#### Records for the exercise
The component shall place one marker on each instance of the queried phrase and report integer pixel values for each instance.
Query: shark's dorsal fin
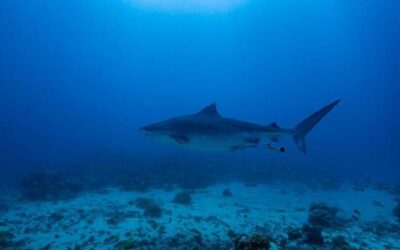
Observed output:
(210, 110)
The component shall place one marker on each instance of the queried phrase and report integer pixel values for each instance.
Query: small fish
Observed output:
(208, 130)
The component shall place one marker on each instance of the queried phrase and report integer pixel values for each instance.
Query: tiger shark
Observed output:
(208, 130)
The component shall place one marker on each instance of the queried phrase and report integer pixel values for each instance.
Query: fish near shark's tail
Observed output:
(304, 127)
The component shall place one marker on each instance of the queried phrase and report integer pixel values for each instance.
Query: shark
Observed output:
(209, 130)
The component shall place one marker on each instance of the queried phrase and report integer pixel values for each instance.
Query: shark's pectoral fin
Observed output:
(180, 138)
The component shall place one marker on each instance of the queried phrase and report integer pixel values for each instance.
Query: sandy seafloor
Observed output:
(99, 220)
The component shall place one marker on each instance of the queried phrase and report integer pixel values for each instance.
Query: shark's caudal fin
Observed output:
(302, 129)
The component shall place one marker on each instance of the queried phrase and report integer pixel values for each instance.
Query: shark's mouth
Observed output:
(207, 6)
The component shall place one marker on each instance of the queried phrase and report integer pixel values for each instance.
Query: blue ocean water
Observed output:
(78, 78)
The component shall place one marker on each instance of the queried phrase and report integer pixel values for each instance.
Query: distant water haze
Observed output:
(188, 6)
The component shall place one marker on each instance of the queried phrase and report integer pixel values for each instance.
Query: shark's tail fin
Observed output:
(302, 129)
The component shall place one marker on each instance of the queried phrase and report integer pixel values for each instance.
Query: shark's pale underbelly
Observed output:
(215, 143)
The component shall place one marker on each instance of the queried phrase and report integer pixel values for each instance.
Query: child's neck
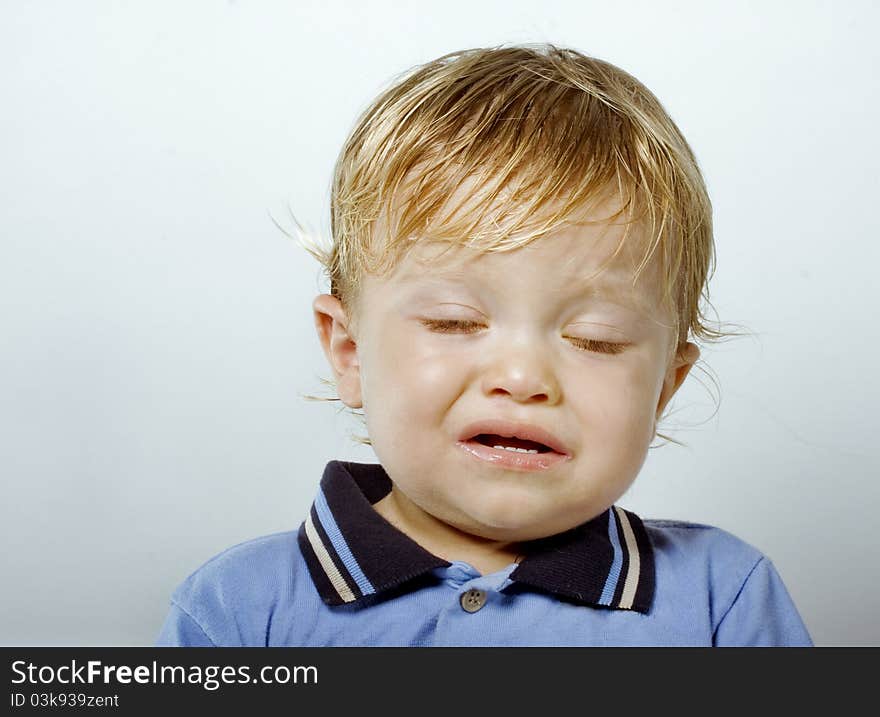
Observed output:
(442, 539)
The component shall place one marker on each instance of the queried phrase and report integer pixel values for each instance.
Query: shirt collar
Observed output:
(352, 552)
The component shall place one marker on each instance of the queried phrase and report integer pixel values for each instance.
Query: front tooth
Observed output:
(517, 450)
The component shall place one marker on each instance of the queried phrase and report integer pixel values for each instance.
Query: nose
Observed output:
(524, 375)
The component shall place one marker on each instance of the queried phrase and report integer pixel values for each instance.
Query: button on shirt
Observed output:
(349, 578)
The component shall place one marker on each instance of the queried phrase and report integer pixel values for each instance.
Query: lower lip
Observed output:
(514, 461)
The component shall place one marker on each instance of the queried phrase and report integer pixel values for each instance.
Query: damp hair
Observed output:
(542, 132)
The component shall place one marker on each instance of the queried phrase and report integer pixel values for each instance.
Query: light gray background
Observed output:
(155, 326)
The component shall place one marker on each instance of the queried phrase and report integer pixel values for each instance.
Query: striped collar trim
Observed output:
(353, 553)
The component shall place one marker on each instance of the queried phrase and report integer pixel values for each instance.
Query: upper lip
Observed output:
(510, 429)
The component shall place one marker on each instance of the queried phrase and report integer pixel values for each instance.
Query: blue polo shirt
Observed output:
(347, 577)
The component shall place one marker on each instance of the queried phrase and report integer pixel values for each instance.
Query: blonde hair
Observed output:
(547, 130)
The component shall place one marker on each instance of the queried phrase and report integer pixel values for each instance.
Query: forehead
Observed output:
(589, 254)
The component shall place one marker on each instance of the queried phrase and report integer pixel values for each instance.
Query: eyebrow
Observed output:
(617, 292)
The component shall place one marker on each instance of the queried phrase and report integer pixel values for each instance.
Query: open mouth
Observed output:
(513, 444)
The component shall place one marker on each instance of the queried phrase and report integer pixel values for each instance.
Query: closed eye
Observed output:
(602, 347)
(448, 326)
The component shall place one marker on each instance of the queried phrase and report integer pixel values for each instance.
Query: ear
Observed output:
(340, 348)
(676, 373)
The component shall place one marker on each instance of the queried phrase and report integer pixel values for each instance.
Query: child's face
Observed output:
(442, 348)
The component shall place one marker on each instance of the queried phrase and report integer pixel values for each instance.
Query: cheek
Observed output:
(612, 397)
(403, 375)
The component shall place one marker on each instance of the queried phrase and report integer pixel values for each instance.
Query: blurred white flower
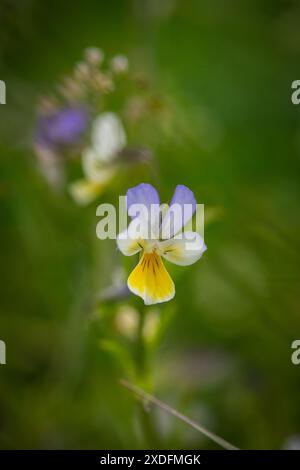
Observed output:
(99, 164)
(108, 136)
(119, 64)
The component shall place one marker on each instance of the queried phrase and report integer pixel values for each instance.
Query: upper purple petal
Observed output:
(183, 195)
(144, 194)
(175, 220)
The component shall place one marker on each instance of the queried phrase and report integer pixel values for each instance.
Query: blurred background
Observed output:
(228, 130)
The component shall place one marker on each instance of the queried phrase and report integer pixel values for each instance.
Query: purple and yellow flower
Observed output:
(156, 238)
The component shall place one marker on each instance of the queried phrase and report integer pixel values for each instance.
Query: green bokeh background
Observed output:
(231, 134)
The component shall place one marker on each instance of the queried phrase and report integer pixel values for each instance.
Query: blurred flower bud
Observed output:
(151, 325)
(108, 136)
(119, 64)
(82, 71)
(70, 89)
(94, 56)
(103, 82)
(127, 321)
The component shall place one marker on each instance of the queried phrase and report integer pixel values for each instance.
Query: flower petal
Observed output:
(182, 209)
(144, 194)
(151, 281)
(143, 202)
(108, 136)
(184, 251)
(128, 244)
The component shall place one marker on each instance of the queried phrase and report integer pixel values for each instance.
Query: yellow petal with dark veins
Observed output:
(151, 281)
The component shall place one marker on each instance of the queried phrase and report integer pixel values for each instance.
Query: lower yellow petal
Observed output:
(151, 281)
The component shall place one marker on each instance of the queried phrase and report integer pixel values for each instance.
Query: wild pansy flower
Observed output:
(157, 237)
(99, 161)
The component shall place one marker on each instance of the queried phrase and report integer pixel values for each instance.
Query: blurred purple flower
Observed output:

#### Exercise
The records above must be printed exactly; the pictures stay out.

#### Output of the task
The component shall place one marker on each instance of the queried phrase and report integer pixel values for each instance.
Query: shark's dorsal fin
Observed output:
(210, 110)
The component shall place one marker on each instance of the queried phrase and report integer pixel values for each instance.
Query: small fish
Observed output:
(208, 130)
The component shall place one marker on each instance of the queried phrase and report integer pixel values for each instance.
Query: tiger shark
Observed output:
(208, 130)
The component shall place one marker on each instance of the queried phrase and report integer pixel values for each instance.
Query: fish near shark's tail
Observed output:
(304, 127)
The component shall place one marker on each instance of the queried phrase and report integer pixel values for each instance.
Query: shark
Observed output:
(209, 130)
The component shall place one marker on each instance of the queried phrase and report integer pixel values for each instance.
Query: shark's pectoral fin
Observed output:
(180, 138)
The component shall place one marker on each instance of the queried phrase and report integer pixel values for each instance.
Query: sandy seafloor
Observed output:
(99, 220)
The component shall place one marker on each instance of the queried phrase and report integer pixel values for each instance.
Query: shark's caudal fin
Observed output:
(302, 129)
The component shall place one marker on each instance of the queried phrase and report integer pixel values for each instance.
Query: shark's mouth
Observed output:
(207, 6)
The component shall place one marker on each instance of the queried phrase and report integer pixel values for each instance.
Query: blue ocean water
Observed output:
(78, 78)
The component shall place one marker on each instance of the queried phrase and report integer pixel values for each instance.
Query: distant water haze
Observed output:
(188, 6)
The component shall place one marker on each instance of the queried phrase and report integer pixel values for each instance.
Query: shark's tail fin
Observed output:
(302, 129)
The component shall place one marker on each instance of the queried phrase and report integer pixel values for each instance.
Query: shark's pale underbelly
Observed output:
(215, 143)
The component shall place one marker on each instance of the queried phrase and report integer pixel values for each instance.
Query: child's neck
Observed output:
(442, 539)
The component shall place one marker on each instance of the queried phrase and report integer pixel values for each instance.
Query: shirt collar
Observed output:
(352, 552)
The component shall place one marker on each instance of the queried phrase and report integer pixel values for each instance.
Query: front tooth
Observed output:
(517, 450)
The component shall place one marker on each instance of the queried phrase and report integer pixel values for each instance.
Query: nose
Observed output:
(524, 375)
The component shall place one marker on each instance of the queried phrase and report integer pixel values for each instance.
Query: button on shirt
Observed output:
(349, 578)
The component shall place one marker on each instance of the queried phrase and report integer pixel values for each instance.
Query: lower lip
Observed output:
(514, 461)
The component shall place one marker on each instance of the queried phrase and report integer pixel values for each instance.
Query: damp hair
Observed output:
(542, 132)
The component shall place one marker on each instance of the queried phrase and report integer pixel values for each instance.
Query: light gray background
Observed output:
(155, 326)
The component shall place one marker on each instance of the queried phrase and report integer pixel values for each instance.
Query: striped collar trim
Observed output:
(353, 553)
The component shall place one marker on each instance of the queried phrase and report integer pixel values for each instance.
Query: upper lip
Observed output:
(510, 429)
The component shall place one marker on each instance of the queried phrase and report integer pixel values for each instance.
Query: blue polo shirt
Observed output:
(347, 577)
The component shall place one marker on each instance of the queried phrase and report integer pixel values for each instance.
Query: blonde hair
Observed output:
(547, 130)
The component shall place one marker on each instance of the queried phrase and report integer pixel values for each instance.
Query: forehead
Observed output:
(589, 254)
The component shall place one marker on each instance of the queried phrase and report integer pixel values for each instance.
Query: eyebrow
Observed output:
(617, 292)
The component shall place one marker on each instance of the queried phrase and report integer pixel values for each instance.
Query: open mouth
Observed output:
(513, 444)
The component shall place one marker on each instance of the queried phrase and report integer pixel values for each instance.
Query: closed eye
Observed output:
(602, 347)
(448, 326)
The component shall place one marker on each instance of the queried phrase and report integer pixel values for each instance.
Query: ear
Observed output:
(340, 348)
(676, 373)
The component shall place one marker on each instance of the queried phrase and report integer pixel values for each instance.
Query: child's face
Observed output:
(442, 348)
The component shall place one marker on each instance of the queried phrase and report integer pixel values for each instance.
Query: cheek
Observed output:
(612, 397)
(403, 375)
The component shall place one marker on each instance of the queried phrase and report integer pixel values for each instance.
Query: blurred white flower
Observed output:
(99, 164)
(108, 136)
(119, 64)
The component shall place one marker on each instance of the queried phrase and report integer pixel values for each instance.
Query: upper purple petal
Observed output:
(183, 195)
(144, 194)
(175, 220)
The component shall place one marker on each instance of the queried phrase and report integer pixel values for each instance.
Query: blurred background
Observed output:
(228, 130)
The component shall place one marker on each instance of the queried phrase and report integer pixel values for each instance.
Query: purple and yellow flower
Observed output:
(156, 238)
The component shall place one marker on each instance of the queried phrase and report integer pixel values for each instance.
Query: green bokeh background
Observed output:
(231, 134)
The component shall place one marker on each instance of the queried phrase and report integer pixel values for each instance.
Query: blurred flower bud
Observed output:
(151, 325)
(108, 136)
(119, 64)
(82, 71)
(70, 89)
(94, 56)
(103, 82)
(127, 321)
The component shall place one marker on each instance of the queried phrase and report integer pixel values for each instance.
Query: flower petal
Observed output:
(182, 209)
(144, 194)
(151, 281)
(143, 202)
(108, 136)
(184, 251)
(128, 244)
The component shall place one marker on each instance of the queried phrase and report integer pixel values for each instance.
Query: yellow petal with dark veins
Observed output:
(151, 281)
The component shall place one marker on each instance of the queried phrase and report integer pixel values for each instance.
Query: lower yellow petal
Observed output:
(151, 281)
The component shall place one marker on each instance of the queried phrase and report integer pixel values for each instance.
Query: wild pansy flower
Observed output:
(157, 237)
(99, 161)
The component shall place one marker on each instance of the queried phrase and report integer pixel values for each instance.
Query: blurred purple flower
Observed output:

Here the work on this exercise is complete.